### WORK ORDER
Reproduce, word for word, the portion of the passage below about Perrow's view of accidents, starting with "Perrow goes on" and going on through "fire and failed).".

### DOCUMENT EXTRACT
========================
Perrow goes on to apply these concepts to his other subjects. He’s always able to find examples where a component in a tightly coupled, complex system – for example, the failure of a coffee maker in an airliner – lead to an accident (Chafing in instrument control wires shorted to the coffee maker. A circuit breaker failed to trip; additional wires burned and shorted; the aircraft fuel dump, flaps, thrust reversers and antiskid all failed. The IAI 1124 made a successful overweight night landing – successful in the sense that there were no injuries; the aircraft ran off the end of the runway after the brakes caught fire and failed).


All of these points have been made before under more prosaic names – Murphy’s Law, The Law of Unintended Consequences. Perrow’s observations are more or less in accord with my observations of one of the “complex” systems he discusses – government bureaucracies. One of his minor points is something that I’ve observed many times in hazmat and general industry – ad hoc “safety” features, added in reaction to some incident, usually make things less safe, because they add unforeseen interactions with other components; or they make the job they are making “safer” so cumbersome and difficult that they are disconnected or removed; or both. I note with a little sardonic amusement that Perrow is just as guilty here as some of the entities he criticizes – for example, after observing that a lot of aircraft crash injuries are caused by seats detaching, complains that all the aircraft manufacturers need to do is use stronger bolts to hold the seats down. Well, this is an example of the potential for simple engineering safety solutions to have unintended consequences – what if the stronger bolts cause other problems? Maybe they need to be a larger diameter and the larger bolt holes will weaken the cabin floor. Maybe they need to be a different material and that will cause electrolytic corrosion. You can probably think of half a dozen other possibilities.
========================
### DATASET ENTRIES

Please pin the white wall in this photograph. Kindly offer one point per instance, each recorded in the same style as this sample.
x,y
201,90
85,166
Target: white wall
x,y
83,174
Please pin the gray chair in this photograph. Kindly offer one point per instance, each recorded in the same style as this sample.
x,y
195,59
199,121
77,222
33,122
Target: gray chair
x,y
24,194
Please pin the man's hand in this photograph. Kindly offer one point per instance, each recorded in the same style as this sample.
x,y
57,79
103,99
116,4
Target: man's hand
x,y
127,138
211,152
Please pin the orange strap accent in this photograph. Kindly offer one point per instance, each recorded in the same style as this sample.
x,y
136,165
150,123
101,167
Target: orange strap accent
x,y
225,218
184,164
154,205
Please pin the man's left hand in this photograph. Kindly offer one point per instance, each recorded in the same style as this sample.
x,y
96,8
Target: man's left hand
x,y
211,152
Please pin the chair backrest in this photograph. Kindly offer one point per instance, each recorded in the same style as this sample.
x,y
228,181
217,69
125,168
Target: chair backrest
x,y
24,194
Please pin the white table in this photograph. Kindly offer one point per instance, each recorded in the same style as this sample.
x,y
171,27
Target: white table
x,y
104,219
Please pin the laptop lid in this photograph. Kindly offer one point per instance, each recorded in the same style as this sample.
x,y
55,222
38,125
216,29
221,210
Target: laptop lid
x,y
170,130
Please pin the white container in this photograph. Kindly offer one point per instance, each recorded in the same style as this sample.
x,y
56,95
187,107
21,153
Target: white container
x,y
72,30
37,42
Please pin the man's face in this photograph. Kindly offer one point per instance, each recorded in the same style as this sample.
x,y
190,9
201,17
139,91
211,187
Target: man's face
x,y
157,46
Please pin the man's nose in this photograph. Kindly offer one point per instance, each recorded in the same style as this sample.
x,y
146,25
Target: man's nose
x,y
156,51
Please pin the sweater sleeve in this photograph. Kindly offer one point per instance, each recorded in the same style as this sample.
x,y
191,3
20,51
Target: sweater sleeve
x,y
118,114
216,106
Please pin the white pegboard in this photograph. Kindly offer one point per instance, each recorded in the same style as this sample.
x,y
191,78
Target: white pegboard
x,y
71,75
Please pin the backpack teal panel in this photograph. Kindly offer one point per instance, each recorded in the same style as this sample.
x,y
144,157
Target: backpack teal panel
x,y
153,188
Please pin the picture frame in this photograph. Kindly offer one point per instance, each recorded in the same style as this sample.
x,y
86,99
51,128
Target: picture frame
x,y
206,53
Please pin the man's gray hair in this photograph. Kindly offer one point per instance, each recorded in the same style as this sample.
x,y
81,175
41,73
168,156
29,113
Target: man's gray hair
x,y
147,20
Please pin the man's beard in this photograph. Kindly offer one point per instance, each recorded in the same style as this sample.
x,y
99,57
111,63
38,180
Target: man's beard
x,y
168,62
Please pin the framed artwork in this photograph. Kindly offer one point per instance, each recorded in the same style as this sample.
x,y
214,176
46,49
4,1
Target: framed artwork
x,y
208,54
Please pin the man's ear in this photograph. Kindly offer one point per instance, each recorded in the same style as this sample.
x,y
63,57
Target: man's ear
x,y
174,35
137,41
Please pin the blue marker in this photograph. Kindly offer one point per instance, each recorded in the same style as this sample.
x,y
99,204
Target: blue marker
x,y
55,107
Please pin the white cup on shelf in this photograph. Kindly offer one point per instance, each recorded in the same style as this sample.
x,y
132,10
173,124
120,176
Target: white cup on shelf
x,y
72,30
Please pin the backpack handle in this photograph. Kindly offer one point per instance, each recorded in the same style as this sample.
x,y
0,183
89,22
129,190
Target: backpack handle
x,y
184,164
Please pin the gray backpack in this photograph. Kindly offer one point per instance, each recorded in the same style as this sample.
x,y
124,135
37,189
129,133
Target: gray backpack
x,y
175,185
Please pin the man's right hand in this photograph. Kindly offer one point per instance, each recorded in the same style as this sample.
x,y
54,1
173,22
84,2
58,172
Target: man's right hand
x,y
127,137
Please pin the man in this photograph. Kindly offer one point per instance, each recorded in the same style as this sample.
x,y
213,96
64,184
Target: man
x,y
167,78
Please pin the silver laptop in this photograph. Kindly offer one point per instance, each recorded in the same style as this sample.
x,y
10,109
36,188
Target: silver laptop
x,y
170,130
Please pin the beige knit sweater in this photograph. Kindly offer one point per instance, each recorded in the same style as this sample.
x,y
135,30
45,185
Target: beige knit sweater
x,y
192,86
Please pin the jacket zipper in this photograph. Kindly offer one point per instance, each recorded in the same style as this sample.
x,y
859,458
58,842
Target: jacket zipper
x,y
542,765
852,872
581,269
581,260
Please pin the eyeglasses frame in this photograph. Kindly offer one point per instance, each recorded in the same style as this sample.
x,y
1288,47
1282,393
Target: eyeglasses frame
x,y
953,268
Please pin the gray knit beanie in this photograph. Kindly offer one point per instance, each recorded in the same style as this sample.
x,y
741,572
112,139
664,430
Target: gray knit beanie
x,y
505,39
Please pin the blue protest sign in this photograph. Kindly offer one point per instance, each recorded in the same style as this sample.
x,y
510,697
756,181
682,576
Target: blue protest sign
========================
### OUTPUT BELOW
Perrow goes on to apply these concepts to his other subjects. He’s always able to find examples where a component in a tightly coupled, complex system – for example, the failure of a coffee maker in an airliner – lead to an accident (Chafing in instrument control wires shorted to the coffee maker. A circuit breaker failed to trip; additional wires burned and shorted; the aircraft fuel dump, flaps, thrust reversers and antiskid all failed. The IAI 1124 made a successful overweight night landing – successful in the sense that there were no injuries; the aircraft ran off the end of the runway after the brakes caught fire and failed).